**REQUIRED TASKS:**
- A) According to the patch discussion, which PR is the patch an attempt to deal with?
- B) In the part of the patch discussion that opens with the words containing "On Wed, Apr" and closes with "byte per byte.", rename "arrays" to "buffers" and give that part again.

**SOURCE:**
=-=-=-=-=
Hi,

On Wed, Apr 12, 2017 at 01:55:01PM +0200, Richard Biener wrote:
> On Wed, 12 Apr 2017, Martin Jambor wrote:
> 
> > Hi,
> > 
> > the patch below is an attempt to deal with PR 80293 as non-invasively
> > as possible.  Basically, it switches off total SRA scalarization of
> > any local aggregates which contains an array of elements that have one
> > byte (or less).
> > 
> > The logic behind this is that accessing such arrays element-wise
> > usually results in poor code and that such char arrays are often used
> > for non-statically-typed content anyway, and we do not want to copy
> > that byte per byte.
> > 
> > Alan, do you think this could impact your constant pool scalarization
> > too severely?
> 
> Hmm, isn't one of the issues that we have
> 
>         if (VAR_P (var) && scalarizable_type_p (TREE_TYPE (var)))
>           {
>             if (tree_to_uhwi (TYPE_SIZE (TREE_TYPE (var)))
>                 <= max_scalarization_size)
=-=-=-=-=
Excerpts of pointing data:
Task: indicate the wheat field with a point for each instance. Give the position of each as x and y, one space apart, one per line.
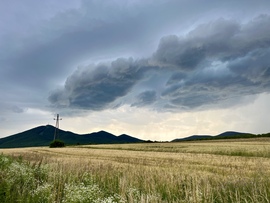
202 171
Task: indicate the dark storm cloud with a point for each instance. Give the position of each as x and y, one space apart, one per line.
214 62
97 88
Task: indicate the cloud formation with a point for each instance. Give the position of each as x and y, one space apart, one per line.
214 62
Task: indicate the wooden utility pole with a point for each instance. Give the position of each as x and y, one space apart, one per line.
56 131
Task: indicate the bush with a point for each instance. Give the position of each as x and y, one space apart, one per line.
57 143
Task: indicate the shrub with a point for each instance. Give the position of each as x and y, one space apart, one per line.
57 143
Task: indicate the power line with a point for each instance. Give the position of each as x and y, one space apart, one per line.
56 131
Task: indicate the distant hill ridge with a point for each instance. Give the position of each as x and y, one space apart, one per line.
43 136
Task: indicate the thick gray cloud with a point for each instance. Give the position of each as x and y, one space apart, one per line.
97 88
214 62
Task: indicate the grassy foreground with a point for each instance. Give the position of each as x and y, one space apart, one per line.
204 171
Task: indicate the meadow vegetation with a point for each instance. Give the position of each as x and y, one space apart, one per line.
202 171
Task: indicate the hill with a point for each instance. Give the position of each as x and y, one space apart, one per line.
44 135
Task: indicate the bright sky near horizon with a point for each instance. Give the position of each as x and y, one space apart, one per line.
156 69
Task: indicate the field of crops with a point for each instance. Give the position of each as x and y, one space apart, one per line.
202 171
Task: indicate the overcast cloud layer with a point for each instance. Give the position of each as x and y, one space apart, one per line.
214 62
83 57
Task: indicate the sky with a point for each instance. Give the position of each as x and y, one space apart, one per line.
155 69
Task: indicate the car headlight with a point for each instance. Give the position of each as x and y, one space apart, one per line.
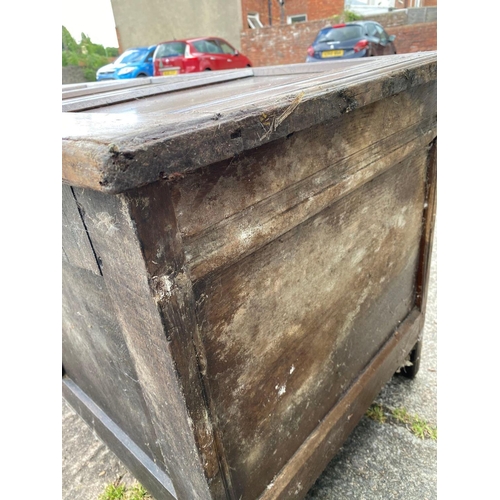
125 71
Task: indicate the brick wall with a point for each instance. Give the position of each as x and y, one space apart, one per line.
287 44
415 37
314 9
323 9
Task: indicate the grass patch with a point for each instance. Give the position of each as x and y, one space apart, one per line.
417 425
376 412
117 491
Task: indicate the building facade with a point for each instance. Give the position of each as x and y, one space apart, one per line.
140 22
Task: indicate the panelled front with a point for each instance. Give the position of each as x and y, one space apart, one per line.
304 255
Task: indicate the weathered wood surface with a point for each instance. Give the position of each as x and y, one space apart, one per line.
289 328
221 121
262 283
151 338
76 246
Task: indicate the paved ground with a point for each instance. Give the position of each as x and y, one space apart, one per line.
380 461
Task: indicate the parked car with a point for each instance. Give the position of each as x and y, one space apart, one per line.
196 54
349 40
133 63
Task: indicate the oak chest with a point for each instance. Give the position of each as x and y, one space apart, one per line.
245 262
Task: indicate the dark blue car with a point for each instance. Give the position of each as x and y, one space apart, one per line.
349 40
133 63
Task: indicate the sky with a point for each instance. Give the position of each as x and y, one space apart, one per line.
92 17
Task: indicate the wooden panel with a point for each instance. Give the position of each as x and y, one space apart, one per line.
283 183
288 328
76 247
96 357
135 301
148 472
295 479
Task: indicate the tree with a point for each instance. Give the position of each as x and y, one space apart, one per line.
90 56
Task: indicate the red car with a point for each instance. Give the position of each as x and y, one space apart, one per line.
196 54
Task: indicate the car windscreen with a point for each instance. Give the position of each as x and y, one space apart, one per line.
207 47
171 49
340 34
130 56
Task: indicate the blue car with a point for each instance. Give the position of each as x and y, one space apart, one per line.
133 63
350 40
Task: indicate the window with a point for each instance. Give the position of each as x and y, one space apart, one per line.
226 48
171 49
299 18
340 34
254 21
207 47
371 30
381 33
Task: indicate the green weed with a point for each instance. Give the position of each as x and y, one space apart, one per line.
376 412
417 425
116 491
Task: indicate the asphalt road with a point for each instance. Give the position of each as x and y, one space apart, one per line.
379 461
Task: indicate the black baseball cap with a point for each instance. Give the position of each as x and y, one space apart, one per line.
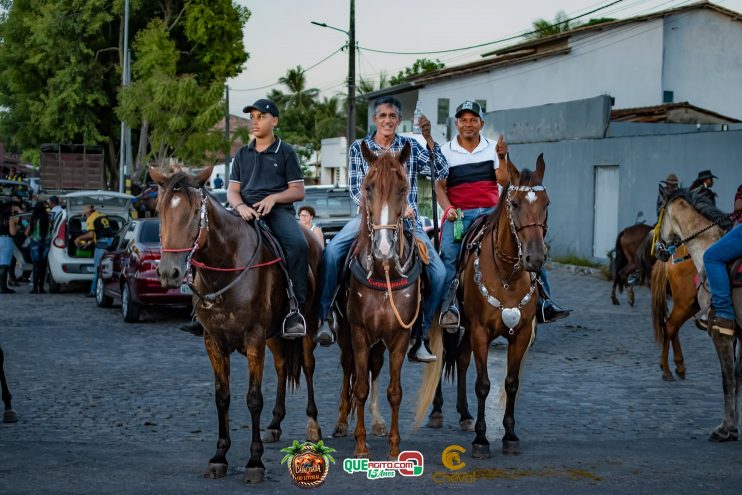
=-=-=-=-=
**RESULTS FOR THE EXERCISE:**
- A) PR 80293

- B)
On Wed, Apr 12, 2017 at 01:55:01PM +0200, Richard Biener wrote:
> On Wed, 12 Apr 2017, Martin Jambor wrote:
> 
> > Hi,
> > 
> > the patch below is an attempt to deal with PR 80293 as non-invasively
> > as possible.  Basically, it switches off total SRA scalarization of
> > any local aggregates which contains an array of elements that have one
> > byte (or less).
> > 
> > The logic behind this is that accessing such buffers element-wise
> > usually results in poor code and that such char buffers are often used
> > for non-statically-typed content anyway, and we do not want to copy
> > that byte per byte.